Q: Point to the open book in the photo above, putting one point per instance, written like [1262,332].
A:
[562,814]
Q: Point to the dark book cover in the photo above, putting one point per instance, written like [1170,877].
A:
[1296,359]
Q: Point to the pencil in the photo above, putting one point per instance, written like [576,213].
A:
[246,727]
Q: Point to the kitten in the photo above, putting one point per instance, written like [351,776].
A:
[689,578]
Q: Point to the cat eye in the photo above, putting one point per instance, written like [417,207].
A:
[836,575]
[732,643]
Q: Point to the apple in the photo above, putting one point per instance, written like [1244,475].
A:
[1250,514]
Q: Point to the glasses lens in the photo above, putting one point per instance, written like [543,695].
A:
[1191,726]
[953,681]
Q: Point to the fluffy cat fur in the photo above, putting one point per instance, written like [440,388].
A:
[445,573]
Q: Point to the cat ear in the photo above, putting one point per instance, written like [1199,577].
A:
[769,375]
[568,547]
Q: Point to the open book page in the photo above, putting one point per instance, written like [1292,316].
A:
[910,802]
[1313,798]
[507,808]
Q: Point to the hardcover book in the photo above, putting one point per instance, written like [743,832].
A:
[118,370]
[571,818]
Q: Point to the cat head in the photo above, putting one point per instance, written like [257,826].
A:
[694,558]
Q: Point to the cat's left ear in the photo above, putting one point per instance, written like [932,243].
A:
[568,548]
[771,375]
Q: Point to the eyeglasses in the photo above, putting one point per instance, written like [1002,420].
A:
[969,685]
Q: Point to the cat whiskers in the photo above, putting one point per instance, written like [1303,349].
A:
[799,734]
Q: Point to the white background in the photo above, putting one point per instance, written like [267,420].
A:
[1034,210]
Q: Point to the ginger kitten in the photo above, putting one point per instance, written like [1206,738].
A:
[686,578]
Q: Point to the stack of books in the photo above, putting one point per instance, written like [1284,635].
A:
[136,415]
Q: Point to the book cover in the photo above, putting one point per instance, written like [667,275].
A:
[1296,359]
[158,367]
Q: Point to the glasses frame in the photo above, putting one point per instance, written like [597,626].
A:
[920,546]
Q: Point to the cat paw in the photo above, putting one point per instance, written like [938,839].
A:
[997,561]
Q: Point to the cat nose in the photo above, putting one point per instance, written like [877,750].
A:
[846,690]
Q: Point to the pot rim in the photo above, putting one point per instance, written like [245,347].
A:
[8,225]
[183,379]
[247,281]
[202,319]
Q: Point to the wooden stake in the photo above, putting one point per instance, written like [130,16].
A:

EXERCISE AIM:
Write out each line above that contains the word "kitten".

RESPONSE TO THIS EXERCISE:
Q: Point to the kitten in the photo above, putting one point per instance, written like [351,776].
Q: Point to the ginger kitten in the photo above, putting one point per instance, written like [1206,738].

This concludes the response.